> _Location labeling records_
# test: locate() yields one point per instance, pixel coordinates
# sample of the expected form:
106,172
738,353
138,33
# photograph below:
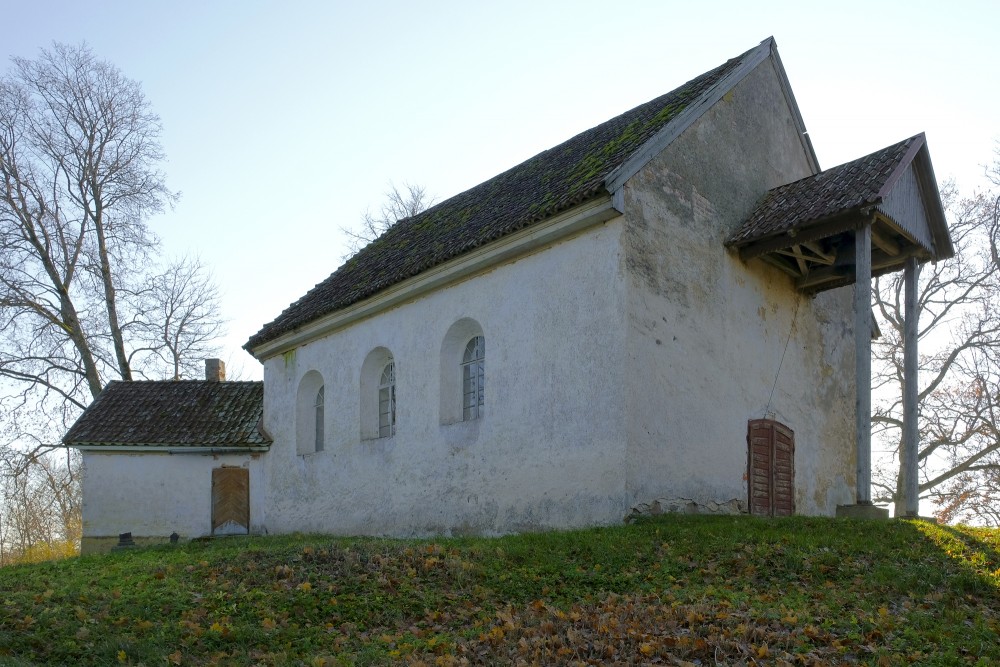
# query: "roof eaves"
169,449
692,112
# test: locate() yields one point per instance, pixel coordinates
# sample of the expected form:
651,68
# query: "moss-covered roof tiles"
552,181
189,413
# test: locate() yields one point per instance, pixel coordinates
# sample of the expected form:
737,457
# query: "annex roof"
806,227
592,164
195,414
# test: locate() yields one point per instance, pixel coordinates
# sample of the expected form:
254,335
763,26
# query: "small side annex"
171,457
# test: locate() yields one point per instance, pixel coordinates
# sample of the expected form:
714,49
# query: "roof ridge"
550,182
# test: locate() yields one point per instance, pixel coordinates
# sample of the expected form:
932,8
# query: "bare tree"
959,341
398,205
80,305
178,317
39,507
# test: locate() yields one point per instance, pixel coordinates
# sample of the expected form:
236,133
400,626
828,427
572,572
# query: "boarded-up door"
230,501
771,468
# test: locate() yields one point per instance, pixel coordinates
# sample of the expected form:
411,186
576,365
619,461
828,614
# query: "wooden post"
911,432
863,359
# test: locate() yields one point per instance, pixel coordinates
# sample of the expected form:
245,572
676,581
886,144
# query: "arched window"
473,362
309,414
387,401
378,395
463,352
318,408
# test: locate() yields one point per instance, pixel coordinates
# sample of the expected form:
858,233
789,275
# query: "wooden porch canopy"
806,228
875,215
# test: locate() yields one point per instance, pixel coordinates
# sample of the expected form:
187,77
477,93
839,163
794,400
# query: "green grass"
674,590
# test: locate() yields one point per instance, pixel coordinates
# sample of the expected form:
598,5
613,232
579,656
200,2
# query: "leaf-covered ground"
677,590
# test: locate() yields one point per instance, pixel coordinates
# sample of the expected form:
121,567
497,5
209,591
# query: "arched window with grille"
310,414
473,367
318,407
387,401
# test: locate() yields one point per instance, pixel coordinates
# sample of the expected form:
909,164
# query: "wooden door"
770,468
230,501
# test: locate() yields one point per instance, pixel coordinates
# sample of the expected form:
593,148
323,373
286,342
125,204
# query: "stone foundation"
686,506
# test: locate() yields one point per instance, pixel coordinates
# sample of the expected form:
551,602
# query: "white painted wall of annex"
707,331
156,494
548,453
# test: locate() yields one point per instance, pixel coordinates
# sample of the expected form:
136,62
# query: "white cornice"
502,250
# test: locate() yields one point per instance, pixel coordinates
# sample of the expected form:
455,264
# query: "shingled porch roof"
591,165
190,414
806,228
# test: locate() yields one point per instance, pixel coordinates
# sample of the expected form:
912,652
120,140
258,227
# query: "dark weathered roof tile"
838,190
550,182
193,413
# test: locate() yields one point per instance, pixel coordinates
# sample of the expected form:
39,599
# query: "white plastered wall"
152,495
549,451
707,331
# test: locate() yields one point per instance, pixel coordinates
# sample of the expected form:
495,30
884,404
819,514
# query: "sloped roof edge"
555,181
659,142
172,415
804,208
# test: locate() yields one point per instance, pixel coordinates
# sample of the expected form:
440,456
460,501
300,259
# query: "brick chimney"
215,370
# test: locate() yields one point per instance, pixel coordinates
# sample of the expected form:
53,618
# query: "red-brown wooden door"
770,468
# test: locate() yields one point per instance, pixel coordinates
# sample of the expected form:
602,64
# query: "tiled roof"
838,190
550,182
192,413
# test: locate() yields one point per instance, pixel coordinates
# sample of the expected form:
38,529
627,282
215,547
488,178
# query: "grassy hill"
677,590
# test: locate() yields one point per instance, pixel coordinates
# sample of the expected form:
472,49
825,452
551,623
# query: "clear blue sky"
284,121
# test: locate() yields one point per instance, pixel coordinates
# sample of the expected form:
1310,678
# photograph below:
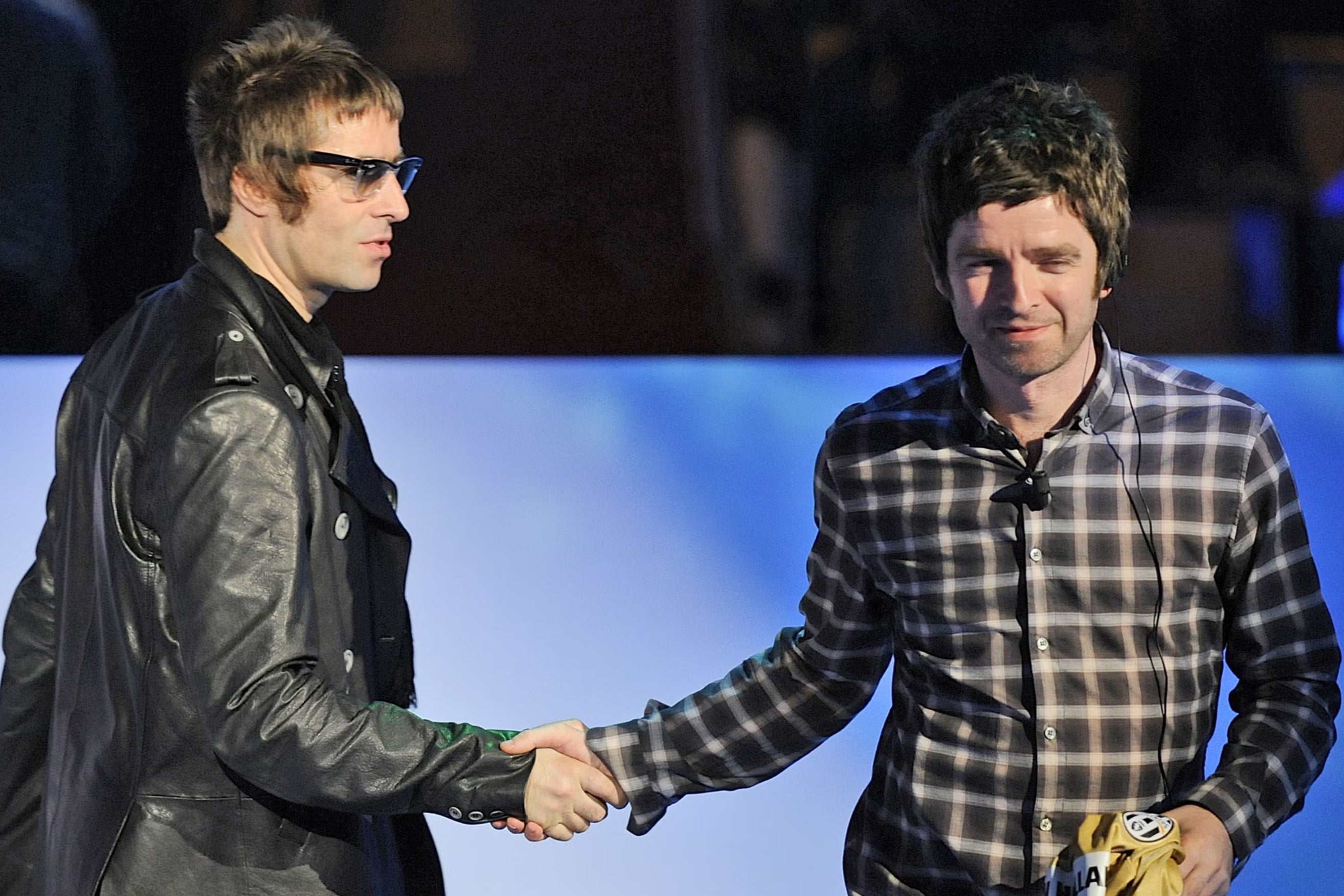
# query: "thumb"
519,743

---

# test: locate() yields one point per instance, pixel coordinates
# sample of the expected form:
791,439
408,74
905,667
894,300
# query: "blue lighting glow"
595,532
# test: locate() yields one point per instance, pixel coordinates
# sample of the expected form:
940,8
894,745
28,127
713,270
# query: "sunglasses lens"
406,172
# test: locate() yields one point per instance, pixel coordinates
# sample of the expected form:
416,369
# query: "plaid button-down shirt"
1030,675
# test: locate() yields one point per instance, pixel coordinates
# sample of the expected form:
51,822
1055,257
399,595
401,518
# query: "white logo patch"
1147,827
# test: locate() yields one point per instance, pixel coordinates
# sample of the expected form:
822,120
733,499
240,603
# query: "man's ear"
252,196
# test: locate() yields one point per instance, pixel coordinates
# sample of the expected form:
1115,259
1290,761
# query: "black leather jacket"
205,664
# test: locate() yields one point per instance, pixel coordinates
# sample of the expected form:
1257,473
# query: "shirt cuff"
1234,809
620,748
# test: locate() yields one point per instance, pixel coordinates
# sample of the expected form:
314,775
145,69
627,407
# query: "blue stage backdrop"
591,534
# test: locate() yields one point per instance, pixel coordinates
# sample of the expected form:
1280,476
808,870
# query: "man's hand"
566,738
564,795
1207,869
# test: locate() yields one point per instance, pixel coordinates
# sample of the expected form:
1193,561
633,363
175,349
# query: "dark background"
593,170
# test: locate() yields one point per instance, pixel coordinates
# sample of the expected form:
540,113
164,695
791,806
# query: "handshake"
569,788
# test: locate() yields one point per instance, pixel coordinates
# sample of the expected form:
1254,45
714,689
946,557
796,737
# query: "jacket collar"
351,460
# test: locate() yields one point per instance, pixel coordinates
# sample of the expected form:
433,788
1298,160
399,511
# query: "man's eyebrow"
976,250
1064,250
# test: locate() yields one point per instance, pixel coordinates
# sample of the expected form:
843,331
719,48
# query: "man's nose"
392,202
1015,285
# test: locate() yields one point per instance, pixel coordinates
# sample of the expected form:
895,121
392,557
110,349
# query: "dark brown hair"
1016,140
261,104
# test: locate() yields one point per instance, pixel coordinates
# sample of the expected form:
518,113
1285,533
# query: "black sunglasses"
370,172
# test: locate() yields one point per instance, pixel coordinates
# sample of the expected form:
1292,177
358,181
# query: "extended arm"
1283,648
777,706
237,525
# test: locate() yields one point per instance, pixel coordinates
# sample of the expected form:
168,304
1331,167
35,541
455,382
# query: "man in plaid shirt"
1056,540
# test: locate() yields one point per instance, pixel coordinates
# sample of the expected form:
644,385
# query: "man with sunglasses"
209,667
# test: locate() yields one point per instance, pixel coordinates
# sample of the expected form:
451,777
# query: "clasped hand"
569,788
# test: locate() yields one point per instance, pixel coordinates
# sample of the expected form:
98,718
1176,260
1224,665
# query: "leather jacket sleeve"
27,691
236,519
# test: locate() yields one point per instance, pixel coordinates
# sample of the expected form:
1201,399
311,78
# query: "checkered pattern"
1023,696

> _Instructions to follow_
Collect every line of the material that contains the word "leather".

> _Reply_
# query: "black leather jacket"
# query: "leather jacket sleeve"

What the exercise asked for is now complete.